▶ **Given task**:
Return each line of the data below verbatim; pictures are to be left out.

start Data for this exercise

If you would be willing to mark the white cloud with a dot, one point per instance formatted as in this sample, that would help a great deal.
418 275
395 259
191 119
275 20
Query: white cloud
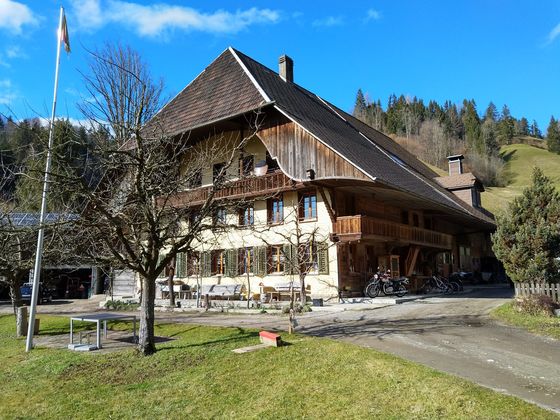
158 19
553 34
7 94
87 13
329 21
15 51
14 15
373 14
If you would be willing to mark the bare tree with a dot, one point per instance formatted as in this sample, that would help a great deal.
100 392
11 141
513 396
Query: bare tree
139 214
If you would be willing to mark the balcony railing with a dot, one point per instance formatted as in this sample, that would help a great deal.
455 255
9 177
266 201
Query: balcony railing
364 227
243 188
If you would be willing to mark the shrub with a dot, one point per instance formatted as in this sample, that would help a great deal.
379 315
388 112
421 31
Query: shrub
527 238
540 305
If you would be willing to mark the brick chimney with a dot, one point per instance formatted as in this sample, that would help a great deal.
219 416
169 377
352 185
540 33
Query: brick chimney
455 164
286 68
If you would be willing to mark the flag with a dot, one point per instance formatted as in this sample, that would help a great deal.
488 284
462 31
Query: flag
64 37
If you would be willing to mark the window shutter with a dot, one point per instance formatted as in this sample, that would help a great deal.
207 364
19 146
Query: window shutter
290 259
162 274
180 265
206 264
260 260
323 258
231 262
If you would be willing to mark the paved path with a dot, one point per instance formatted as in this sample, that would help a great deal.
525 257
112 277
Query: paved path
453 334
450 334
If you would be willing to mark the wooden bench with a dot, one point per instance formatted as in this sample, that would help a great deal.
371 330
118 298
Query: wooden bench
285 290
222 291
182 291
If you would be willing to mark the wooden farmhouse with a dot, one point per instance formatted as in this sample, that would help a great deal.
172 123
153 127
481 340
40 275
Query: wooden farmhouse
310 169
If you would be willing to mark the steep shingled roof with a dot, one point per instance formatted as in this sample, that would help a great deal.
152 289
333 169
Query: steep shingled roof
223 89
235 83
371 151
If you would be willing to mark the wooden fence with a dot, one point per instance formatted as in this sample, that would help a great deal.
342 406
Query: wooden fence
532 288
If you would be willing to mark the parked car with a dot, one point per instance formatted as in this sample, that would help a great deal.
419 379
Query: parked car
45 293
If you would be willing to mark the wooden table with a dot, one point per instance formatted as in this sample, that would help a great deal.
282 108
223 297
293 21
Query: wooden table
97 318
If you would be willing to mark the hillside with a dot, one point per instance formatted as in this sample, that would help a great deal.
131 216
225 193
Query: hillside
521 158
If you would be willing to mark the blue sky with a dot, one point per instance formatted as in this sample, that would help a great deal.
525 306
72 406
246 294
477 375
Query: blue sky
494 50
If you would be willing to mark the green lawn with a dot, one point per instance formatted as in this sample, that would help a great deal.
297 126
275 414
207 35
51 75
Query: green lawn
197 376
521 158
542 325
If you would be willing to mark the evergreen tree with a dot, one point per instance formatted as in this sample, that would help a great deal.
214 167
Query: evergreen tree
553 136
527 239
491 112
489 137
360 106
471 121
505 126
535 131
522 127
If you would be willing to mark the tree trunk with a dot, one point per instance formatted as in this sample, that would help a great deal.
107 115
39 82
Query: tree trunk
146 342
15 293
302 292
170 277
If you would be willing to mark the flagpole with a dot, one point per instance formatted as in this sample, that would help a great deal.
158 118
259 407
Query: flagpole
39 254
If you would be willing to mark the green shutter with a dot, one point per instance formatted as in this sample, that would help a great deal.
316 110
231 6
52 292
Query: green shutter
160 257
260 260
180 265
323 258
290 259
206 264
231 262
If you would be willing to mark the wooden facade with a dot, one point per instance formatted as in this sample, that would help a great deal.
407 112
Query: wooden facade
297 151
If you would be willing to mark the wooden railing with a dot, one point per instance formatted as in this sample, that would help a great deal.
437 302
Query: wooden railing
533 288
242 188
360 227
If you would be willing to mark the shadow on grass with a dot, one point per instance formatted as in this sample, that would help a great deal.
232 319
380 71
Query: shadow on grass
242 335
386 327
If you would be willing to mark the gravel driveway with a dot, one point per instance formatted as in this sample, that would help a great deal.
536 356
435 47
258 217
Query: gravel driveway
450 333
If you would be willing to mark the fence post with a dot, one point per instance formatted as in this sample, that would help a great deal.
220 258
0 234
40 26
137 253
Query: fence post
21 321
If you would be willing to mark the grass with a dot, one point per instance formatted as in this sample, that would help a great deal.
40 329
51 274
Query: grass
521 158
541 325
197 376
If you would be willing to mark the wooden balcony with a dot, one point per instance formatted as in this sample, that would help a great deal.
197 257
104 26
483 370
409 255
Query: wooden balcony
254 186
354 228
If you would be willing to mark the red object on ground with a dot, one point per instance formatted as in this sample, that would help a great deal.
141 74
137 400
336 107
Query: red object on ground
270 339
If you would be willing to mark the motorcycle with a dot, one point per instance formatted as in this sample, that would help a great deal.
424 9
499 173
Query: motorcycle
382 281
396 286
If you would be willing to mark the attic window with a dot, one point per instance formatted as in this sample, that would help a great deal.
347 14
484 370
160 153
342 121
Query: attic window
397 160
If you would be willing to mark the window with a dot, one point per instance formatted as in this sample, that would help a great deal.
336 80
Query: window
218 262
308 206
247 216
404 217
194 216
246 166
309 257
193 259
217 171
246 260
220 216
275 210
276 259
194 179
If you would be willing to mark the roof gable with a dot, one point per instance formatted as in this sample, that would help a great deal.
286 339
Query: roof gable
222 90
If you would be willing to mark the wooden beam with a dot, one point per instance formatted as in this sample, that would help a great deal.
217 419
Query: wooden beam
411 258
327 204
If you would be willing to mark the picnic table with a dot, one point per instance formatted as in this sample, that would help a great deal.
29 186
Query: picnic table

end Data for this exercise

▶ **Written response**:
If you would be willing to mark the white cloud with a dot, one point per instance formatted as in this sample, that would help a great deal.
418 275
395 259
191 119
275 20
Query: white cloud
158 19
553 34
7 94
87 13
329 21
15 51
14 15
373 14
If you would be willing to mark the bare tree with a dot, one point per instance formatted as in this sample, that would help a great deal.
100 392
11 141
513 396
Query: bare tree
139 214
If you would be willing to mark the balcony railing with a dot, one point per instance formatted as in this sample, that would help a great deal.
455 255
9 177
266 201
Query: balcony railing
364 227
243 188
If you would be willing to mark the shrub with a dot, one point per instance formatted as in this sample, that would help a great deal.
379 315
388 112
421 31
Query: shrub
527 238
540 305
If you would be willing to mark the brick chimney with a dot, one point per instance formatted as in this sample, that would help a great deal.
219 416
169 377
352 185
540 33
Query: brick chimney
455 164
286 68
If you would be willing to mark the flag with a dot, one point per instance formatted as in this sample, that would help a great deal.
488 284
462 31
Query: flag
64 37
If you would be willing to mark the window shutter with a dot, one point per instance formatted as in this sample, that would help a great deal.
207 364
19 146
Query: window shutter
290 259
162 274
180 265
206 264
260 260
323 258
231 262
If you would be willing to mark the paved path with a dot, one point per instance formatted as in this sample, that would help a great deal.
525 257
112 277
Query: paved path
453 334
450 334
If you would be willing to mark the wooden bench with a dot, one point per instance formatted as in this sample, that would help a great deal.
371 330
118 298
Query: wooden bench
285 290
222 291
182 291
If you would be willing to mark the wooden farmhouse with a dot, one point per instance formatted as in this sample, that would help a great deal.
172 123
153 127
481 340
40 275
Query: wooden farmhouse
310 169
If you would be willing to mark the steep shingled roof with a dot, one point per instance formatted as in this sample, that would help a great deal.
152 289
333 169
Query: steep shingled roof
223 89
235 83
371 151
If you would be willing to mark the wooden fence with a dot, one point per instance formatted as in this sample, that would help a great deal.
342 406
Query: wooden fence
532 288
If you would be willing to mark the parked car with a dot, one point per instance formatted as in this sample, that would help a great deal.
419 379
Query: parked car
45 293
If you would be willing to mark the wooden table with a dot, one point per instance formatted as in this sample, that would help a great deal.
282 108
223 297
293 21
Query: wooden table
97 318
If you would be willing to mark the hillside with a dot, one point per instance formatted as in this sample, that would help a great deal.
131 216
225 193
Query: hillside
521 158
If you would be willing to mark the blue sky with a dot, one point per instance formatted as in this sample, that would help a great deal.
525 306
72 406
246 294
477 375
Query: blue sky
494 50
If you would be willing to mark the green lawn with a dot, one point per instance formatted as in this sample, that would help a great deal.
297 126
275 414
207 35
51 75
Query: green lawn
197 376
521 158
542 325
If you would be willing to mark the evergreen tree with a dot, one point per instance formatted as in this sample, that would help a great deal.
214 167
Query: evergreen tree
553 136
527 239
491 112
489 137
360 106
471 121
505 126
535 131
522 127
If you would be willing to mark the tree trunk with a dot, one point per instance formatted as in this sample, that would help a great deal.
107 115
39 82
Query: tree trunk
146 342
15 293
302 292
170 277
If you would be willing to mark the flagpole with a dot, one point per instance formatted as in this sample, that would help a great deal.
158 118
259 407
Query: flagpole
39 254
If you would be willing to mark the green shutter with a dot, one point per instance formatted as in this sample, that would help a great deal.
316 110
231 6
52 292
Query: green shutter
160 257
260 260
180 265
323 258
290 259
206 264
231 262
If you would be willing to mark the wooden facade with a dot, one point per instance formatted as in this sample, that would help a great deal.
407 112
Query: wooden facade
297 151
If you would be willing to mark the wooden railing with a dot, one point per instance formatted as in this sample, that would help a great deal.
437 302
Query: wooden railing
533 288
242 188
360 227
If you would be willing to mark the shadow on grass with a dot, one point per instance formatted as in this sample, that would help a great deal.
232 319
380 71
Query: shadow on grass
242 335
386 327
If you would be willing to mark the gravel driveway with a dot, one point per instance formatted as in this sample, that would help a great deal.
536 356
435 47
258 217
Query: gravel driveway
450 333
If you would be willing to mark the fence post with a dot, one point per instance formatted as in this sample, that would help a great deal.
220 258
0 234
40 26
137 253
Query: fence post
21 321
If you would be willing to mark the grass with a dot, one point per instance formatted as in this sample, that would help a great deal.
40 329
51 274
Query: grass
521 158
541 325
197 376
If you would be willing to mark the wooden balcony with a dot, one point per instance formatted as in this sample, that would help a great deal.
197 257
104 26
483 370
409 255
Query: wooden balcony
254 186
354 228
If you would be willing to mark the red object on ground with a dot, one point per instance formatted as in this sample, that would help a great deal.
141 74
137 400
336 107
Query: red object on ground
270 339
If you would be willing to mark the motorcycle with a dot, one point per instance formatted as in this sample, that would help a great deal.
424 9
499 173
Query: motorcycle
382 281
396 286
If you would be willing to mark the attic window with a dot, one point per instance formatted as in this sample, that would help a great deal.
347 14
484 370
160 153
342 121
Query: attic window
397 160
If you would be willing to mark the window with a dot, one point per instance formatted as in this sample, that would help a great deal.
336 80
Query: window
218 262
308 206
247 216
404 217
194 216
246 166
309 257
193 259
217 171
246 260
220 216
275 210
276 259
194 179
If you would be willing to mark the roof gable with a dot, one point per instance formatted as in this sample, that would help a great deal.
286 339
Query: roof gable
222 90
If you would be willing to mark the wooden beam with a dot, one point per instance formatted as in this sample, that would help a great deal.
217 419
Query: wooden beam
411 258
327 204
If you would be willing to mark the picnic table with a dot, one point per instance formatted as in this sample, that would help a great deal.
29 186
Query: picnic table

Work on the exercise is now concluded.